▶ [THE DATA]

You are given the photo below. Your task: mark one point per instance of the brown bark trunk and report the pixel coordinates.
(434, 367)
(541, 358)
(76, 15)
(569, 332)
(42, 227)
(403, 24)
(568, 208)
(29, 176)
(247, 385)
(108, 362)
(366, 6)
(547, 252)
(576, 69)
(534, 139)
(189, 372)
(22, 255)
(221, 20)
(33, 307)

▶ [WORK TO COMPLETE] Reproduce each of the entries above verbatim, keeping every line unchanged and in its original order.

▶ [ANSWER]
You are given the photo below. Your task: mark one point per instance of the brown bark trunk and report the pixel coordinates.
(434, 367)
(541, 358)
(76, 15)
(569, 332)
(42, 227)
(403, 24)
(568, 208)
(29, 176)
(247, 385)
(108, 362)
(366, 6)
(547, 252)
(576, 69)
(534, 139)
(189, 372)
(22, 255)
(221, 20)
(33, 307)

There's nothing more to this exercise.